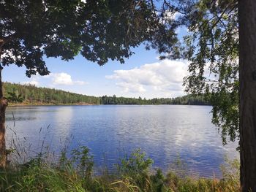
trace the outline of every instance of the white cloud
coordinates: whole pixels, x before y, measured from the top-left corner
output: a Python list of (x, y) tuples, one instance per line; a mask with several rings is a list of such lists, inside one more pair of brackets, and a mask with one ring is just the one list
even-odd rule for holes
[[(129, 70), (116, 70), (105, 77), (117, 81), (127, 93), (162, 92), (159, 96), (183, 93), (183, 78), (188, 74), (187, 62), (163, 60)], [(162, 93), (165, 94), (162, 94)]]
[(83, 85), (88, 84), (86, 82), (80, 80), (72, 80), (71, 75), (67, 73), (51, 73), (49, 77), (52, 79), (53, 85)]

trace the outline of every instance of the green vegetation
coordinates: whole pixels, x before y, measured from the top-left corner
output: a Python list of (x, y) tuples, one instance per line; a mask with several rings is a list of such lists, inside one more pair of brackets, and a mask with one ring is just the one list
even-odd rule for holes
[(31, 85), (4, 83), (4, 96), (11, 104), (208, 104), (203, 96), (142, 99), (104, 96), (96, 97)]
[[(63, 152), (58, 163), (39, 154), (25, 164), (11, 164), (0, 171), (1, 191), (240, 191), (239, 164), (224, 166), (223, 178), (198, 178), (175, 171), (150, 172), (153, 161), (140, 150), (121, 159), (117, 172), (93, 174), (92, 156), (80, 147), (67, 158)], [(178, 164), (179, 166), (182, 164)]]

§

● **Set problem**
Please repeat every item above word for word, leaving out the pictures.

● **Worked solution**
trace the outline of every instance of the white cloud
coordinates: whole pixels, x before y, measured from the top-left corner
output: a Python list of (x, y) tuples, one instance per line; a mask with several rings is a list of such lists, inside one more pair of brackets, and a mask with one ring is just the one list
even-odd rule for holes
[[(129, 70), (116, 70), (105, 77), (117, 81), (127, 93), (162, 92), (159, 96), (183, 93), (183, 78), (188, 74), (187, 62), (163, 60)], [(162, 93), (165, 94), (162, 94)]]
[(83, 85), (88, 84), (86, 82), (80, 80), (72, 80), (71, 75), (67, 73), (51, 73), (49, 77), (52, 79), (53, 85)]

trace the outline of every instance of the green vegetation
coordinates: whole pixels, x before y, measured from the top-left corner
output: a Python list of (x, y) tuples, one instance per line; a mask with several rings is a list of such lists, inside one more pair of brackets, and a mask with one ring is just the one list
even-odd rule for holes
[(31, 85), (4, 83), (4, 96), (11, 104), (208, 104), (203, 96), (142, 99), (104, 96), (96, 97)]
[[(63, 152), (58, 163), (39, 154), (25, 164), (11, 164), (0, 171), (1, 191), (240, 191), (239, 164), (224, 166), (223, 178), (198, 178), (175, 171), (150, 172), (153, 161), (140, 150), (121, 159), (117, 172), (93, 174), (92, 156), (80, 147), (67, 158)], [(178, 164), (179, 166), (182, 164)]]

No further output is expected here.